▸ TASK BRIEF
Report every line below that contains the string "white", matching case exactly.

[Position identification records]
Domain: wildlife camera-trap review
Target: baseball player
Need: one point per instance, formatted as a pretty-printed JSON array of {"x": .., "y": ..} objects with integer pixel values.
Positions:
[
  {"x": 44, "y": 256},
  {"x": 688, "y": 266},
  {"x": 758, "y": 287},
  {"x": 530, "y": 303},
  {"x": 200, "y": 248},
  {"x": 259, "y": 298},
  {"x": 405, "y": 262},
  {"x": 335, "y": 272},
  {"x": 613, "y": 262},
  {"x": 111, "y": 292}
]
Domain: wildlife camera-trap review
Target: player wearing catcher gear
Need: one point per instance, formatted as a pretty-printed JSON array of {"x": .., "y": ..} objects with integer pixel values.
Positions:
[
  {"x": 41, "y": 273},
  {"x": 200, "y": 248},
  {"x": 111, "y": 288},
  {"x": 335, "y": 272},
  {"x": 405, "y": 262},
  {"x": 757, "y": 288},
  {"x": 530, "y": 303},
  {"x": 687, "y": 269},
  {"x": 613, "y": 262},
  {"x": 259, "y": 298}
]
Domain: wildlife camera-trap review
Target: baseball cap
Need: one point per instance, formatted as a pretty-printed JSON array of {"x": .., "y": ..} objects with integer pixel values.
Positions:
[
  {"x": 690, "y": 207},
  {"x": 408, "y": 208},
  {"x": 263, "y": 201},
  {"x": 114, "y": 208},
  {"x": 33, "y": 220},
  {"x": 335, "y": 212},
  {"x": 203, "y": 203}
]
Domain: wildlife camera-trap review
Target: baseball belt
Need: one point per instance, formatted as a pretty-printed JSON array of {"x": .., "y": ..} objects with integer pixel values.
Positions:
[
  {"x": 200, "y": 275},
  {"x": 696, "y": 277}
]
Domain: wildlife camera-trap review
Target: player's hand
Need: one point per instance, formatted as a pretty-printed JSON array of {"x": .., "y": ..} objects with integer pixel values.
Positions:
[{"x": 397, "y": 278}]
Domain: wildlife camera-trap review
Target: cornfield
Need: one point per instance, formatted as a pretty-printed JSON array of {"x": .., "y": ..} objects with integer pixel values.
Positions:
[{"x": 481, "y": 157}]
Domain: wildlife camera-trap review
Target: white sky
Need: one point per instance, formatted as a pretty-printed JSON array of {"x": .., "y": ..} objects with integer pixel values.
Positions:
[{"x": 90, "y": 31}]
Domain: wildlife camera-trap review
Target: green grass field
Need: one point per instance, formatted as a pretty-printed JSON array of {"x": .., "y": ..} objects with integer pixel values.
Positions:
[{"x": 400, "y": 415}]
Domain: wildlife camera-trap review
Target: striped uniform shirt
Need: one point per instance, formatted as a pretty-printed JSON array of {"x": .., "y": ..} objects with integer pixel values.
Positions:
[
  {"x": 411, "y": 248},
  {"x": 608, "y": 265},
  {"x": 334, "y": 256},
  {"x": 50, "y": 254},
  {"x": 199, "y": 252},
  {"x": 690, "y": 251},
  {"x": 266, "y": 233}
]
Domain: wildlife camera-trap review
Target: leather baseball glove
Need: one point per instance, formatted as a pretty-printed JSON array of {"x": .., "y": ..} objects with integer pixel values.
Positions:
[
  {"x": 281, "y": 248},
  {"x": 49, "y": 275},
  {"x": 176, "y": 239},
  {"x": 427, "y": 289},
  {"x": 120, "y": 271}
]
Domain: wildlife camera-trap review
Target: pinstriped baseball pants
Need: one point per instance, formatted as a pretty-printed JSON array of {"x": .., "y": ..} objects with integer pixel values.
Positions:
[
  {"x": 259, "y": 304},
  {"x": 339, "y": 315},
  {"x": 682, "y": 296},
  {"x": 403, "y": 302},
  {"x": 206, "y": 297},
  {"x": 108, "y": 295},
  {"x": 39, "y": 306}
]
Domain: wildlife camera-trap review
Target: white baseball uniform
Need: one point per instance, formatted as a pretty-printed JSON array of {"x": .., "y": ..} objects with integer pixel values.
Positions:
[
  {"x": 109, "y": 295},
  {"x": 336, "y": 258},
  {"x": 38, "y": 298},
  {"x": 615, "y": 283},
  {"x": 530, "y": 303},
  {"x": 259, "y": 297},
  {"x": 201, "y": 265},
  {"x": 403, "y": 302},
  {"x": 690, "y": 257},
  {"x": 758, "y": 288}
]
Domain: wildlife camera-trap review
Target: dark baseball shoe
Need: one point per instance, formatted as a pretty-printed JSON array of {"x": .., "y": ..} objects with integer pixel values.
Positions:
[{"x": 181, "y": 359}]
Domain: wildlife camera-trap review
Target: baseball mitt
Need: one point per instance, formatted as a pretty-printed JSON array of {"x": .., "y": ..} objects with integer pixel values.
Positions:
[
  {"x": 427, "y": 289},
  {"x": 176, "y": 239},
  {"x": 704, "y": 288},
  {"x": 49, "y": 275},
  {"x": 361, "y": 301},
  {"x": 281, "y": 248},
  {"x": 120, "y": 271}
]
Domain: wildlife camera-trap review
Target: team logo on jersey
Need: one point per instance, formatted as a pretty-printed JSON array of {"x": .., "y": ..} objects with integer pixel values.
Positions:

▸ WRITTEN REPLY
Target: white sky
Target: white baseball uniform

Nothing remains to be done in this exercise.